Each entry should be duplicated exactly, with no line missing.

_ _ _

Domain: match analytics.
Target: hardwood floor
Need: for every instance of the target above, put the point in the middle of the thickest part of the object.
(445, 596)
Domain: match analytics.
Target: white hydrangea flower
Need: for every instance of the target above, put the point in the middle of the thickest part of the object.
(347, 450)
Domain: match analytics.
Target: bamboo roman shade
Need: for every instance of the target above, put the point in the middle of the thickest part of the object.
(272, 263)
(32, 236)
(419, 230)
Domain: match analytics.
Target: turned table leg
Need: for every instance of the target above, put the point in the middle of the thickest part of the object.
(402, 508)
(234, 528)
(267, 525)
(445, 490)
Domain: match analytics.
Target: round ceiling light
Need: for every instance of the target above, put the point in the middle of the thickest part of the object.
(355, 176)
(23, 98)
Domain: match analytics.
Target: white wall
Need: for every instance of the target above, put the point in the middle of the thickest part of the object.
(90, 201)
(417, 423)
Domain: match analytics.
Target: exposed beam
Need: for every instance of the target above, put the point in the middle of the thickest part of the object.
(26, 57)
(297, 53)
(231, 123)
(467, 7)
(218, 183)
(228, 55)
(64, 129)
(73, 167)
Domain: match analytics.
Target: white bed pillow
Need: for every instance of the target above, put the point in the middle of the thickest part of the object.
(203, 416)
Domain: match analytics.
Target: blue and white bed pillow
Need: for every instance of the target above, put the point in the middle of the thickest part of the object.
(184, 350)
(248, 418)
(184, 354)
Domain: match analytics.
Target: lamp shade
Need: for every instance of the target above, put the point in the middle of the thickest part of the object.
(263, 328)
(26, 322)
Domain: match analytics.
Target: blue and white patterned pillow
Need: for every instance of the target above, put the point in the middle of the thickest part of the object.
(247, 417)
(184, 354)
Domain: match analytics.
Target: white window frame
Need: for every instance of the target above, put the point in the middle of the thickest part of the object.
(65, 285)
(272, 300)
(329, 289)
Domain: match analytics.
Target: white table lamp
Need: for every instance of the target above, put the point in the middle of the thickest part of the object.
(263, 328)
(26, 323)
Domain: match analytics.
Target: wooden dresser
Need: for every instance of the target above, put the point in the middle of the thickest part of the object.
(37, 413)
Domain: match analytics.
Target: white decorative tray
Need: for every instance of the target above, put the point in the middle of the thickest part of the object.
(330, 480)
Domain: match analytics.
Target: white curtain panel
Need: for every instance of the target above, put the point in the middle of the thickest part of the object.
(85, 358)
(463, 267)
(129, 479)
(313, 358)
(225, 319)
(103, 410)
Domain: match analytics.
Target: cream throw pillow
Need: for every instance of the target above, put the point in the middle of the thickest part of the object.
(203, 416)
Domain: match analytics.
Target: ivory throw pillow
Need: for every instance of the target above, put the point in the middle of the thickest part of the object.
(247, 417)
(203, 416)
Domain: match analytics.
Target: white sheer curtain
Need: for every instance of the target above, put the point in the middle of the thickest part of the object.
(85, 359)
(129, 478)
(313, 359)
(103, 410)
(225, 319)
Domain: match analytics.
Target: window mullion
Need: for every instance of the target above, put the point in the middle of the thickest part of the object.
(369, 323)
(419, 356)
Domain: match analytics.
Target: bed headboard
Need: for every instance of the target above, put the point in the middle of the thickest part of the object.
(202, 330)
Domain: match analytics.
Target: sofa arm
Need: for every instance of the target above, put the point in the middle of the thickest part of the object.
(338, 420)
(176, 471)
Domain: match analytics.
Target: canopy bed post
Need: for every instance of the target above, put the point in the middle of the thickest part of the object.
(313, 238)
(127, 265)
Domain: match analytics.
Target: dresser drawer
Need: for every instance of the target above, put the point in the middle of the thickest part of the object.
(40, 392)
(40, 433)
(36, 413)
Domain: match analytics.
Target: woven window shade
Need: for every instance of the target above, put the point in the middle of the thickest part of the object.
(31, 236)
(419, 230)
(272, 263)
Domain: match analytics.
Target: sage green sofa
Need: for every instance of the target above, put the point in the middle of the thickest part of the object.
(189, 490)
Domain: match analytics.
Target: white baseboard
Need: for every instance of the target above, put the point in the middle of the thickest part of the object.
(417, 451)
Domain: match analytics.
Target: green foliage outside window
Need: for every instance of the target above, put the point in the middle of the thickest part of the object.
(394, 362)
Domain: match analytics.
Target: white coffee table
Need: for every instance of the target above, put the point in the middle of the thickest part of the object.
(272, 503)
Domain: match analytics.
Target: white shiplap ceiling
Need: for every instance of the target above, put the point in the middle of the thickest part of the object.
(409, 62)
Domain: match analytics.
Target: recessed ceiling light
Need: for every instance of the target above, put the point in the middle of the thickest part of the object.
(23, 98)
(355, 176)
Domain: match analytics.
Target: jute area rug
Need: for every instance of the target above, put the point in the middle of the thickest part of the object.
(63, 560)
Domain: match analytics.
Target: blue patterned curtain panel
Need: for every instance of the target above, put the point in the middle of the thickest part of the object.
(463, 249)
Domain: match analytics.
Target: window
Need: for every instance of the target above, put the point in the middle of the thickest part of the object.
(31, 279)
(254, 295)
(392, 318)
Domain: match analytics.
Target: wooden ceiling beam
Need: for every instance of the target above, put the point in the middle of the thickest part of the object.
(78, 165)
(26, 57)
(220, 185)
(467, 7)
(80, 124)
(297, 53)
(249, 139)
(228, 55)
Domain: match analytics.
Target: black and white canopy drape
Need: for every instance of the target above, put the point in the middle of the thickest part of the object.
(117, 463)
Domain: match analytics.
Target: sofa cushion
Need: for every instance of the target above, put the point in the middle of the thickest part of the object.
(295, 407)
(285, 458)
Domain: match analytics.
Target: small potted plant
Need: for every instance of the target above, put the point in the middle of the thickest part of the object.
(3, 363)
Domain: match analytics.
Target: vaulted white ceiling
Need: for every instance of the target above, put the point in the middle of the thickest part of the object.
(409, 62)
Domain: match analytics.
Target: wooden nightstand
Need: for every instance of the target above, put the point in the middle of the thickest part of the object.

_ _ _

Response =>
Domain: match analytics.
Target: hardwood floor
Need: for every instance of the target above, put the point in the middle of the thickest part of the object.
(445, 596)
Domain: match analytics.
Target: white hydrangea flower
Need: for every instance of the target above, put the point in the middle of the thickest part of the object.
(347, 450)
Domain: match analytics.
Target: bamboo roman shade
Need: for every instance of the target above, put the point in the middle of the thickest part of the object.
(272, 263)
(32, 236)
(419, 230)
Domain: match analytics.
Target: turned table leg
Need: for every instance of the target above, put the point in the middle of the thickest part of the object.
(402, 508)
(234, 528)
(267, 525)
(445, 490)
Domain: match analytics.
Target: round ceiling light
Need: for every instance of the target above, put the point in the middle of the thickest part of the object.
(355, 176)
(23, 98)
Domain: match analytics.
Target: white wall
Need: for every instance of the target above, put the point in the middle of the thickest part of the object.
(90, 201)
(417, 423)
Domain: match analytics.
Target: exposed beam
Need: for every instance of the target above, put the point in the middle of the thickest part of the object.
(26, 57)
(297, 53)
(231, 123)
(467, 7)
(218, 183)
(228, 55)
(64, 129)
(73, 167)
Domain: match analytics.
Target: white bed pillow
Need: for every instance of the target above, put the point in the middle of the thickest part of the object.
(203, 416)
Domain: match analytics.
Target: blue and white bed pillow
Need: for every instance of the target above, put the point in the middle of the thickest part of the object.
(184, 350)
(248, 418)
(184, 354)
Domain: match analytics.
Target: lamp shade
Need: for every instance of the target above, put the point in the middle of the thickest part of the object.
(263, 328)
(26, 322)
Domain: match analytics.
Target: blue and white patterned pillow
Need: for every instance of the target above, put the point in the middle of the thickest part of the object.
(247, 417)
(184, 354)
Domain: match analytics.
Target: white window frame
Need: for every instance of the target above, put the point in the middle of the thickest part of the object.
(65, 285)
(272, 300)
(329, 289)
Domain: match analytics.
Target: white table lamp
Need: for every instance of the target above, put the point in the middle of the thickest part of the object.
(263, 328)
(26, 323)
Domain: match analytics.
Target: wooden dresser
Need: for every instance of the target above, put the point in the middle of the thickest part of the object.
(37, 413)
Domain: match analytics.
Target: white decorative tray
Need: for every instance of the target above, put the point in the middle of the thickest part of the object.
(330, 480)
Domain: match analytics.
Target: white curtain panel
Need: for every instance of the target above, put the point in the middle of the thickest part of the object.
(85, 358)
(463, 267)
(129, 479)
(313, 358)
(225, 319)
(103, 410)
Domain: match analytics.
Target: cream throw pillow
Need: for every instance of the target above, put the point in the middle of the thickest part of the object.
(203, 416)
Domain: match analytics.
Target: ivory throw pillow
Need: for every instance of the target above, put the point in the middle of the thickest part of the object.
(247, 417)
(203, 416)
Domain: match analytics.
Target: white sheer curtain
Need: for every instance of the target above, put the point in the middle of the thickest part of the object.
(85, 359)
(129, 478)
(313, 359)
(103, 410)
(225, 319)
Domain: match analytics.
Target: window mullion
Need: for every instance of the target above, put the point in the middle of the thickest part of the object.
(369, 323)
(419, 356)
Domain: match analytics.
Target: bed headboard
Need: for every instance of the target above, put the point in the middle of the thickest part of the object.
(202, 330)
Domain: match analytics.
Target: sofa arm
Need: for every instance of the target above, put the point in the middle of the thickest part of the object.
(338, 420)
(176, 471)
Domain: match analytics.
Target: canopy bed post
Need: for every instance of the target above, put the point in the middle of the thickest part of the object.
(313, 238)
(127, 265)
Domain: match analytics.
Target: dresser drawer
Need: for every instance of the target above, put the point in the middle of the thickest part of the object.
(40, 392)
(40, 433)
(36, 413)
Domain: match analytics.
Target: woven window shade
Need: for every instance of the target above, put the point in the middle of the thickest part of the object.
(31, 236)
(419, 230)
(272, 263)
Domain: match analytics.
Target: sage green sofa
Need: for every instance of the target above, put the point in the middle of the thickest part of the object.
(189, 490)
Domain: match analytics.
Target: white baseboard
Need: for every instance of the target above, put the point in the middle of the thickest part of the object.
(417, 451)
Domain: match analytics.
Target: green foliage outside window
Need: for every instance of the target above, put the point in the middle of the thickest part of the object.
(394, 362)
Domain: match analytics.
Target: white coffee table
Need: for every instance of the target above, put the point in the middle of the thickest part of the object.
(272, 503)
Domain: match analytics.
Target: white shiplap ceiling
Need: for every instance of the target above, put the point in the middle of the thickest part of the object.
(409, 62)
Domain: match analytics.
Target: recessed ceiling light
Need: for every instance of the target above, put the point in the middle of the thickest part of the object.
(23, 98)
(355, 176)
Domain: match analytics.
Target: jute area rug
Need: for every instance of the target above, put the point in the middle of the thickest part of the object.
(63, 560)
Domain: match analytics.
Target: blue patterned curtain panel
Need: for every instance of the target above, put the point in the middle of the thickest part of the object.
(463, 249)
Domain: match analytics.
Target: window
Need: for every instance of the target above, put the point in the middle of the thickest part of the object.
(31, 279)
(254, 295)
(392, 318)
Domain: match analytics.
Target: wooden ceiling beam
Need: for every instance of the target above, put the point in the middle of the thickest part of the object.
(78, 165)
(26, 57)
(220, 185)
(467, 7)
(80, 124)
(297, 53)
(249, 139)
(228, 55)
Domain: match analytics.
Target: black and white canopy drape
Need: for every instance of the target above, put the point in the middle of the thickest part of the object.
(117, 463)
Domain: match analytics.
Target: sofa cushion
Need: for every instance of the target above, put the point in the middle of the thickest part of the object.
(295, 407)
(285, 458)
Domain: match analytics.
Target: small potted plant
Need: for every instance of the target above, put the point in the middle of the thickest part of the object.
(3, 363)
Domain: match analytics.
Target: vaulted white ceiling
Need: for every instance of the target above, put the point in the middle of the thickest part of the object.
(409, 62)
Domain: match analytics.
Target: wooden nightstand
Need: for every instance of the target above, put the point in the middle of the thickest part of the object.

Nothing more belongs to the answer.